• [To do]
Set down the full listing below word for word; pictures stay out of the copy.

=== Data for analysis ===

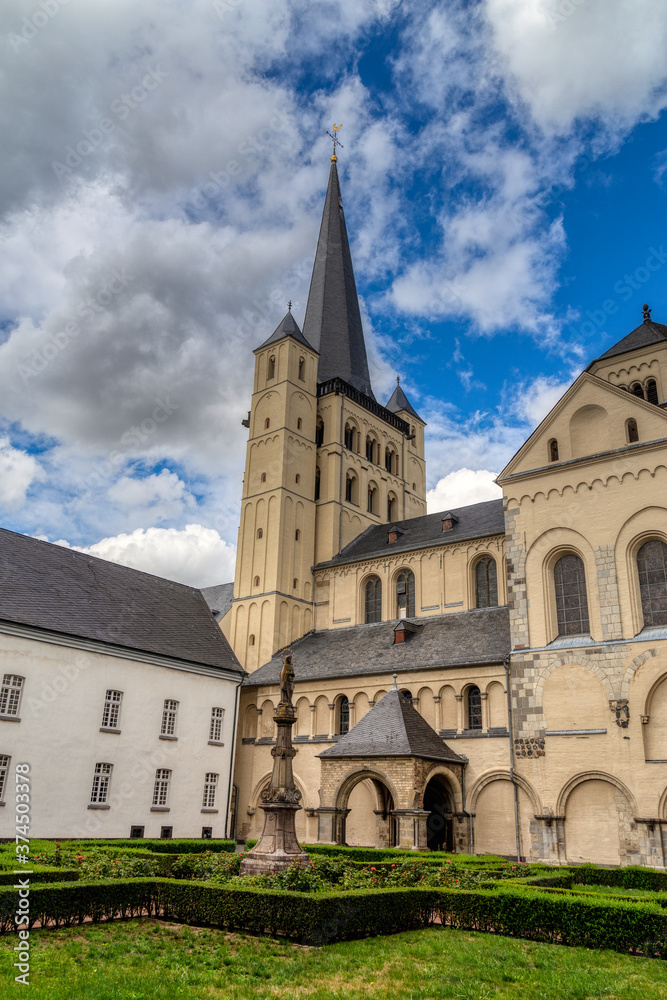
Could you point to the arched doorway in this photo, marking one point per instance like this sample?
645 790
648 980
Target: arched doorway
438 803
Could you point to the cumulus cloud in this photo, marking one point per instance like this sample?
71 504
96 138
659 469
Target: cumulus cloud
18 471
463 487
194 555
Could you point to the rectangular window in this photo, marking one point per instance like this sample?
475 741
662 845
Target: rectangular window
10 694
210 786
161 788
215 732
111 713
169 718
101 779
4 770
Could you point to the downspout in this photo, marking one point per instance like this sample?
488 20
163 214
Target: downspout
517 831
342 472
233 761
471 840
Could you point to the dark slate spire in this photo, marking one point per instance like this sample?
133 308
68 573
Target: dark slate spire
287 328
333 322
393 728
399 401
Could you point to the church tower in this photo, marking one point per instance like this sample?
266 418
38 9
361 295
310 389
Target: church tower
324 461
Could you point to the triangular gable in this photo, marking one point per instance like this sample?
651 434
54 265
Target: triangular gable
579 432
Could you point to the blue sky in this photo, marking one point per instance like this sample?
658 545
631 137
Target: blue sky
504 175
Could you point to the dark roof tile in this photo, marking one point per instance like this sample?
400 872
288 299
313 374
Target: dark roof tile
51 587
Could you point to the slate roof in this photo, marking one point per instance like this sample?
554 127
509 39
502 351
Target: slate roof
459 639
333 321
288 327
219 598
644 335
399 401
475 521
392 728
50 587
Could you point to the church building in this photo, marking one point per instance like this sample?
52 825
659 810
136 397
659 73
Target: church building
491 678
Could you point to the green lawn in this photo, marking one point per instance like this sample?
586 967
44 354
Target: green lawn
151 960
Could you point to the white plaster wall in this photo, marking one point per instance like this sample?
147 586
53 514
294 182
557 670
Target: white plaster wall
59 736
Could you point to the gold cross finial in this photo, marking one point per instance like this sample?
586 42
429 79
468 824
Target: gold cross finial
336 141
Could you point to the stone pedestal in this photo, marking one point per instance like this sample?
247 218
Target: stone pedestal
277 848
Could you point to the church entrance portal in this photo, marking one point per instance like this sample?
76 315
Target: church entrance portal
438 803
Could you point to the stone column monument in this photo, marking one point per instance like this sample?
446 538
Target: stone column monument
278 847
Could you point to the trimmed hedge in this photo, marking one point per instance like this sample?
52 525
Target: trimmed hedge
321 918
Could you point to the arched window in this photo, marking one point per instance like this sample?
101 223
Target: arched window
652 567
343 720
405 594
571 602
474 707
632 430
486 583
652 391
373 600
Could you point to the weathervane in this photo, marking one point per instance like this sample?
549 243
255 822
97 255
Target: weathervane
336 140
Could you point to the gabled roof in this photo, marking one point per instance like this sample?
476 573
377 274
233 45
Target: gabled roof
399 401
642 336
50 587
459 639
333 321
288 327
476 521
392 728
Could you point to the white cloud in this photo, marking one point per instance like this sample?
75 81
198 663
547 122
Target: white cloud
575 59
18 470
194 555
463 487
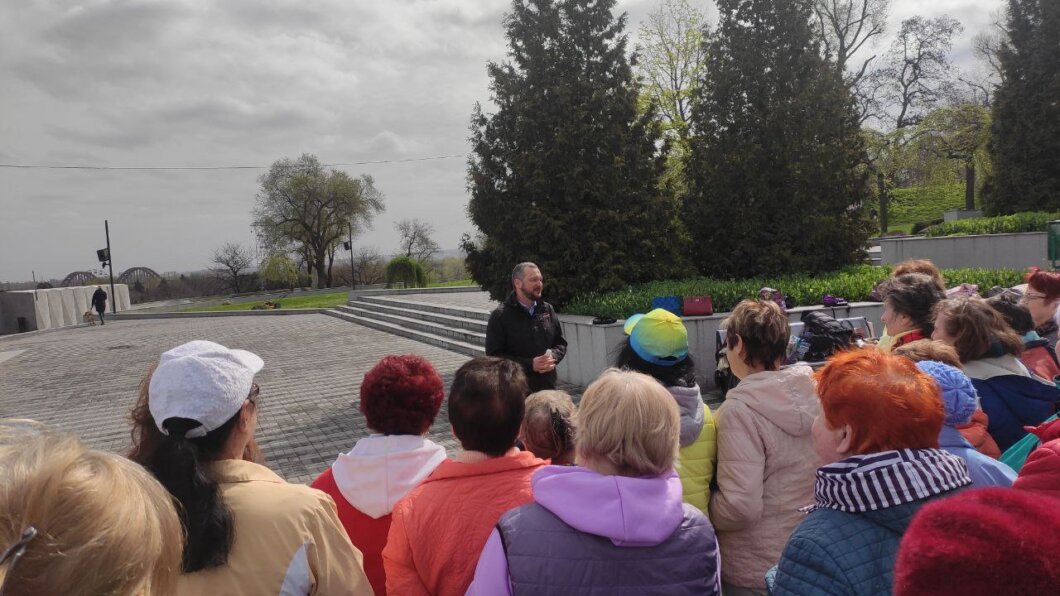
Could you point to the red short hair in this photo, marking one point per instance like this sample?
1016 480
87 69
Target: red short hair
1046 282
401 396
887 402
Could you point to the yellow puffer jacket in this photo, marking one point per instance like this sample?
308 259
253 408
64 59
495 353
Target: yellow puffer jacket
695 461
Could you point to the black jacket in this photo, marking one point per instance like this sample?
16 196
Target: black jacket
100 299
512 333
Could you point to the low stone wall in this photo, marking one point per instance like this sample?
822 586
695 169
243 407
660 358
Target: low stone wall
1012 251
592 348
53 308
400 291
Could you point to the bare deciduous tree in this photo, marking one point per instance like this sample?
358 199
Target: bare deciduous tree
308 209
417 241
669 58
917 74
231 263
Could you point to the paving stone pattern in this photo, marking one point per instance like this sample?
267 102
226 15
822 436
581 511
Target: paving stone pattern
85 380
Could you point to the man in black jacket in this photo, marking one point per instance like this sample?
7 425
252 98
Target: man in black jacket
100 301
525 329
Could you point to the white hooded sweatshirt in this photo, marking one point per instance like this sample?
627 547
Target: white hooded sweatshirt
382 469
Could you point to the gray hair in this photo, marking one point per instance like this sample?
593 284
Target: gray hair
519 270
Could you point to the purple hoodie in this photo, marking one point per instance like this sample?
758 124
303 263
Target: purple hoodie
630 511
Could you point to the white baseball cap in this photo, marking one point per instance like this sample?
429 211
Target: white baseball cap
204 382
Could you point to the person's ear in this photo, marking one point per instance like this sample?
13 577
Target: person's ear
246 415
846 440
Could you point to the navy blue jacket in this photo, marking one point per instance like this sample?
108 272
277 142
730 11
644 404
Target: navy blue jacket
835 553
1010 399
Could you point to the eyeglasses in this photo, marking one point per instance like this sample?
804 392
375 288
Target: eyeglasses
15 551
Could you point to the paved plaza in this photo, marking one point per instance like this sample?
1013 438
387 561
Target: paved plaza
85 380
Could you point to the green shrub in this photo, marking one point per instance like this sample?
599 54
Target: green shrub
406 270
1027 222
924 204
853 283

===

• [Solution to the problem]
Could you point to the arched doorway in this photo, marking one point per instance like this sample?
645 790
648 980
Target: arched doorway
438 803
Could you point to the cumulus cloud in this photo, marking one point per instance like this sample?
71 504
96 138
659 469
Target: cumulus cloud
18 471
463 487
194 555
Could you point to the rectangular window in this photo, marking one point per instance like this sample?
475 741
662 845
Target: rectangular window
10 694
210 786
161 788
215 732
111 713
169 718
101 779
4 770
Could you point to the downspout in this photo, marking one point per instance like this sample?
488 20
163 214
Target: downspout
517 831
342 472
233 761
471 840
Could you point to the dark slate spire in this photo, marking one point per instance like this sample?
133 308
68 573
Target: dark slate spire
287 328
333 322
393 728
399 401
Could you point to the church tower in this photo, marking one point per instance like this sample?
266 418
38 9
361 295
310 389
Target: church tower
324 461
Could you point to the triangular gable in this photo, marking one point per instance like this sample?
651 434
54 265
Target: triangular gable
579 432
Could you point to the blue sky in this photo, marking one point per instance like this sample?
658 545
631 137
Target: blue sky
504 175
Could you point to the dark roof tile in this photo, marking one point per instance like this sample?
400 872
288 299
313 374
Target: dark roof tile
51 587
Could you point to the slate roof in this photo, marking one point per instance like this sample?
554 127
509 39
502 351
Target: slate roof
459 639
333 321
288 327
219 598
644 335
399 401
475 521
392 728
50 587
Could you point to the church building in this photo, marking one point per instance like this sample?
52 825
659 810
136 397
659 73
Target: church building
491 678
Could you point to the green lawn in this photo, marking one point per instance like this sample?
586 967
44 354
Target: green lawn
151 960
Could you point to the white plaster wall in this photo, marking one point per instance like this sample?
147 586
53 514
294 182
557 670
Target: white plaster wall
59 736
Could you point to the gold cross finial in this photo, marking one point per instance like this sample?
586 42
429 79
468 824
Target: gold cross finial
336 141
Could you point to the stone pedestal in this photo, marking one point per instance like this sample?
247 218
Target: stone pedestal
277 848
Could you point to the church entrance portal in this photo, marking one point per instance like this sample?
76 315
Target: church entrance portal
438 803
Could you point to the stone column monument in this photo, marking one point per instance like this sample?
446 538
Target: stone column monument
278 847
Could you point to the trimmed hedge in this photo, marking one point per instance like this sample?
52 525
Target: trimmed hedge
321 918
Could you point to the arched window in this photo, marking one point per instance like this sample?
101 223
Target: arched window
652 567
343 720
405 594
571 602
474 707
632 430
486 583
652 391
373 600
Could you point to the weathervane in this photo, marking one point per instance like this sample?
549 243
255 822
97 255
Target: weathervane
336 140
Could you point to the gabled roof in this photo, marking one point per instance like this sample?
476 573
377 274
233 45
Target: gabled roof
399 401
642 336
50 587
459 639
333 321
288 327
476 521
392 728
Could you point to the white cloud in this photo, marking one point per instance like this sample?
75 81
198 663
547 122
Target: white cloud
575 59
18 470
194 555
463 487
Could you point to the red short hair in this photo, marking one point per instance like this sample?
1016 480
87 69
Target: red short hair
1046 282
401 396
887 402
Could you point to the yellow puffer jacket in this photo, marking one point per instance like this sample?
308 259
253 408
64 59
495 353
Target: yellow puffer jacket
695 461
Could you point to the black jacket in this photo, marking one point per instance like this sample?
16 196
Target: black jacket
100 299
512 333
Could you point to the low stone wall in this photo, marking one point per instance like this sample?
822 586
695 169
243 407
660 358
Target: low stone wall
1012 251
592 348
53 308
400 291
Could you point to the bare deciduous tree in this photo, marking one point per instance like this sample?
358 199
Target: bare deciduous tree
308 209
417 241
669 58
917 74
231 263
Could you point to the paving stone pattern in this photo, marking one point per instance like this sample?
267 102
226 15
822 436
581 511
Target: paving stone pattern
85 380
Could you point to the man in black jacket in this photo, marking one point per instance like this sample?
7 425
252 98
Target: man in black jacket
100 301
525 329
Could you point to the white hooded sweatshirt in this photo, marking one point per instance like this sample?
627 547
Target: white hooded sweatshirt
382 469
Could you point to the gray hair in this photo, marking one point per instance like this sample?
593 284
Target: gray hair
519 270
Could you point to the purple hoodie in this photo, marking one point per instance like this sample?
758 124
303 263
Target: purple hoodie
630 511
Could you point to the white baseball cap in this photo, marking one point per instance like this sample?
429 211
Target: white baseball cap
204 382
Could you point to the person's ear in this photo, marking one point per instance like this sample?
13 577
Target: person's ear
246 415
846 440
Could you point to the navy blue jacket in this photo, marking one point per instance like this sample?
108 272
277 142
730 11
644 404
Target: navy blue jacket
835 553
1010 399
Could you point to the eyeglasses in this photo, marking one point per instance like this sample?
804 392
375 288
Target: eyeglasses
15 551
Could you point to the paved plaza in this photo, marking one point per instance like this sample?
1013 438
387 561
Target: paved plaza
85 380
Could you point to the green shrub in this photo, marking one point per instance like this sample?
599 54
Target: green shrub
406 270
1027 222
924 204
853 283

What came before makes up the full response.